Turn the items below into a numbered list, starting at the line that contains "Label studio task — object class: column" and ending at the last line of the items, with both ends included and blank lines left out.

----------------------------------------

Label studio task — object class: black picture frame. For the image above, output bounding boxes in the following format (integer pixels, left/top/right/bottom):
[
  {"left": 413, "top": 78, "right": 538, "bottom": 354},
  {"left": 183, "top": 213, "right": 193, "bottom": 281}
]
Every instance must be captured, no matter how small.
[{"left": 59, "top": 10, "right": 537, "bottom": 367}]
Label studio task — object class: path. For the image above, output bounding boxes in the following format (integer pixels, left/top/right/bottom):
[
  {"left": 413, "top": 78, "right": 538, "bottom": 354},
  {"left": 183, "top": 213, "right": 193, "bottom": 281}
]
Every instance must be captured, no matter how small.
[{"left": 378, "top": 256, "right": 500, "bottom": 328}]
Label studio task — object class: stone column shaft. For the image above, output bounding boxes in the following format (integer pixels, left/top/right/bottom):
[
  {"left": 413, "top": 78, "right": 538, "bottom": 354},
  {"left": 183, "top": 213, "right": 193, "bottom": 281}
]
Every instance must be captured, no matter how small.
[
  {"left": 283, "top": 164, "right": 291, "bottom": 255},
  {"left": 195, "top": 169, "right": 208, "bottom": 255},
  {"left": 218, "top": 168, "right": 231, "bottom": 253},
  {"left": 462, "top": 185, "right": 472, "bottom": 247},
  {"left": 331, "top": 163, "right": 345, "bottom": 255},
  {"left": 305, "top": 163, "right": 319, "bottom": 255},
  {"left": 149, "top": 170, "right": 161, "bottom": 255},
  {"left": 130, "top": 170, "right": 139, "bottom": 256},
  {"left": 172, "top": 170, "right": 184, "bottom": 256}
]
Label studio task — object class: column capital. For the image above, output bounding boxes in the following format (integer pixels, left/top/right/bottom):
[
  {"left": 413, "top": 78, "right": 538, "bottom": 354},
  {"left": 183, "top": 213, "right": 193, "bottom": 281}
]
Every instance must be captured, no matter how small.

----------------------------------------

### ANSWER FOR THE TASK
1. Label studio task — object class: column capital. For the image above, output bounding boxes in the following format (integer pixels, left/top/right/bottom):
2. [
3.   {"left": 413, "top": 78, "right": 538, "bottom": 354},
4.   {"left": 183, "top": 213, "right": 193, "bottom": 281}
5. ]
6. Every instance must be captured, no matter how small.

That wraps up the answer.